| Text section |
There’s still a lot of time until the Los Angeles Stadium and Entertainment District opens for the 2020 NFL season. But the project reached a noteworthy milestone on Tuesday afternoon, as the highest steel beam was placed on the structure.

The topping out ceremony is a tradition for construction projects to commemorate that final beam going in. And on Tuesday, the Rams, Chargers, and the entire construction team celebrated a significant checkpoint in the massive undertaking.

The seating bowl’s final beam checked in at 42 feet long and 12,000 pounds, and each of the over 2,000 construction workers on the project had the opportunity to sign their name to it before it went up. After a lunch ceremony for the workers catered by Dulan’s Soul Food Kitchen — a restaurant based in Inglewood since 1999 — the beam was trucked down into the bowl of the stadium. There it was attached to a crane, which lifted it into the sky and put it in place dead center on the west side.

The two ironworkers who were at the top of the structure to put the beam in place, Victor Tabora and Paul Graham, met 16 years ago while at apprenticeship school. They’ve worked several projects together, and also set the first piece of steel for LASED.

Per tradition, an evergreen tree and an American flag were both placed atop the beam before it went in to symbolize good fortune, continued growth, and a safe work environment.

“Today has really been to celebrate the 2,500 workers, the four million safe hours they’ve been on this site, and to thank Turner/AECOM Hunt, HKS, and Legends for all the hard work,” Rams C.O.O and E.V.P. of football operations Kevin Demoff said. “There’s a lot of hard work to do, but it’s special moment.”

“I look at this as, I remember standing where we are now on top of the Hollywood Park grandstands, spinning around and looking the landscape and trying to understand — could we do this? Could we build this? And now you sit here today, the stadium getting that final point of steel in the bowl, you see a stadium coming out of the ground,” Demoff added. “I think, yes, we still have two more years until we kick off football in here. But it’s a special moment for all of us who have worked for what’s coming for Inglewood, for what’s coming for Los Angeles. This stadium is not only going to bring back two teams, but the Super Bowl, the Olympics, and so many great events back to the city.”

Inglewood mayor James T. Butts also recognized the significance of the moment not just for the construction project, but also for the city as a whole.

| Things to do |
**A.** Write out everything in the stadium article from "The topping out" down to "the massive undertaking.".
**B.** According to the stadium article, how long and how heavy was the seating bowl's final beam?
**C.** List every person named in the stadium article.
The material after this point is separate from the stadium article.

| Records shown |
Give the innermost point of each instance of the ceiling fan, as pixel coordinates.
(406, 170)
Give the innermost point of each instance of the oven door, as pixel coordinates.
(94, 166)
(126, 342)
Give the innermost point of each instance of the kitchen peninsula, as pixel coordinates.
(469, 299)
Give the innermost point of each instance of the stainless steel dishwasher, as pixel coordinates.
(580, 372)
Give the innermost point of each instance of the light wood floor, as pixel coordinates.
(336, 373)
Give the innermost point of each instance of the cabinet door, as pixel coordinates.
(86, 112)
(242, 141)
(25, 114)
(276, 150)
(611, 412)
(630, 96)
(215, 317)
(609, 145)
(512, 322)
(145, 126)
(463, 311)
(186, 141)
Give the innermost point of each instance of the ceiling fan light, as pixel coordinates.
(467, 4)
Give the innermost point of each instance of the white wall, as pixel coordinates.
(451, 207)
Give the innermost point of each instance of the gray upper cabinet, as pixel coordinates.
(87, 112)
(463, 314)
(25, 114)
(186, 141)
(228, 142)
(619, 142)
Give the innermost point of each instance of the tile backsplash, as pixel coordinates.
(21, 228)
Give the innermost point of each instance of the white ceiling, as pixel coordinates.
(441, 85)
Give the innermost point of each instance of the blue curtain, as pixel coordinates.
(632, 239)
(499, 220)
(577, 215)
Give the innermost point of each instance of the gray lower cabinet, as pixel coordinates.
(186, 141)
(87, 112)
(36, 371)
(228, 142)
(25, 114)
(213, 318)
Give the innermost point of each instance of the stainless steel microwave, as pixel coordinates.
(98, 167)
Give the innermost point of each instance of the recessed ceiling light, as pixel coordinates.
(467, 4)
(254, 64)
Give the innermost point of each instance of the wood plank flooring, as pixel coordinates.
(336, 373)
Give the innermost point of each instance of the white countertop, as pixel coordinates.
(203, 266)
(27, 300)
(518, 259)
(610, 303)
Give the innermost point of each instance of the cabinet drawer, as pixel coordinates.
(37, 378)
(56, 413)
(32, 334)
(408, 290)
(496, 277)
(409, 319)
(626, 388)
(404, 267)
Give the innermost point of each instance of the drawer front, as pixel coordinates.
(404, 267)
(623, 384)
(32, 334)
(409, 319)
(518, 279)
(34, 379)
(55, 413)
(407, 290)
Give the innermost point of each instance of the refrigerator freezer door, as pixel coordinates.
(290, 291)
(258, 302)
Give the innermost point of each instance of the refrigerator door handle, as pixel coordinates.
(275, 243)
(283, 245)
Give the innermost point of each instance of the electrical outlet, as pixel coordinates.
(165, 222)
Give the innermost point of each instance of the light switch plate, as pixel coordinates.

| Exercise responses |
**A.**
The topping out ceremony is a tradition for construction projects to commemorate that final beam going in. And on Tuesday, the Rams, Chargers, and the entire construction team celebrated a significant checkpoint in the massive undertaking.

**B.** It was 42 feet long and weighed 12,000 pounds.

**C.** Victor Tabora, Paul Graham, Kevin Demoff, James T. Butts